| Required tasks |
1: From claim 1 of the tape reader patent text, list every signal that the first means and the second means generate.
2: Render this sentence from the tape reader patent text in Spanish: "This is a continuation of U.S. Application Ser. No. 249,445 filed Apr. 26, 1972 now abandoned."
3: Reproduce the stretch of the tape reader patent text from "2. The system" through "reverse command signals.".

| Selected text |

+ + + +

Attorney, Agent or Firm: Hallacher; Lester L.
Parent Case Text
CONTINUATION
This is a continuation of U.S. Application Ser. No. 249,445 filed
Apr. 26, 1972 now abandoned.
Claims
I claim :
1. In a numerical control system having a data storage medium for
receiving data from coded records through a plurality of
selectively actuated tape readers, a tape reader control system for
selectively controlling said tape readers so that one of said tape
readers can be actuated to supply data to said storage medium
simultaneously with the rewinding of another of said tape readers
and the deactuation of the remaining of said tape readers, said
tape reader control system comprising:
first means receiving particular command signals for selectively
generating an enable signal and a disable signal in response to
said command signals, said enable signal placing a tape reader in
condition for receiving other commands and said disable signal
prevents a tape reader from receiving other commands;
second means receiving other particular command signals for
selectively generating forward and reverse signals in response to
said other command signals;
third means receiving tape channel perforation signals for
providing actuating signals indicating channel perforation
conditions of a tape passing through one of said tape readers;
and
fourth means for generating a stop signal, said fourth means
receiving said disable signal, said reverse signal and the output
of said third means as enabling signals so that said stop signal is
generated upon the failure of any one of said enabling signals to
thereby effect the disabling of said tape reader.
2. The system of claim 1 wherein said particular command signals
include a tape reader control system address, and a disable command
signal;
and said other particular command signals include forward and
reverse command signals.

+ + + +

| Dataset content |

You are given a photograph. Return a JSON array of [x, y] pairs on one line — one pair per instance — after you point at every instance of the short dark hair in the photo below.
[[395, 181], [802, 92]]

+ + + +

| Answer set |
1: enable signal, disable signal, forward signal, reverse signal

2: Esta es una continuación de la solicitud estadounidense n.º de serie 249,445, presentada el 26 de abril de 1972, ahora abandonada.

3:
2. The system of claim 1 wherein said particular command signals
include a tape reader control system address, and a disable command
signal;
and said other particular command signals include forward and
reverse command signals.